**WRITTEN INSTRUCTION**
Convert the lines below into a Markdown table with two columns, Row and Text, numbering each non-blank line in order. Omit the picture from the table.

##############################

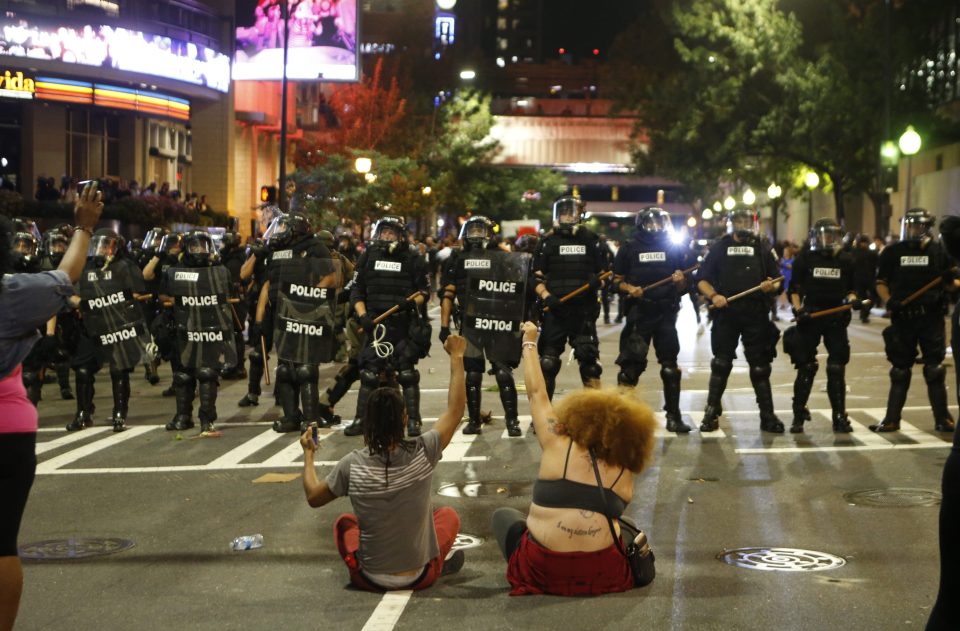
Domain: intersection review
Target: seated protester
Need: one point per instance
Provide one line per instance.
(565, 545)
(394, 541)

##############################

**FULL ANSWER**
| Row | Text |
|---|---|
| 1 | Domain: intersection review |
| 2 | Target: seated protester |
| 3 | Need: one point per instance |
| 4 | Provide one line per instance. |
| 5 | (565, 545) |
| 6 | (394, 541) |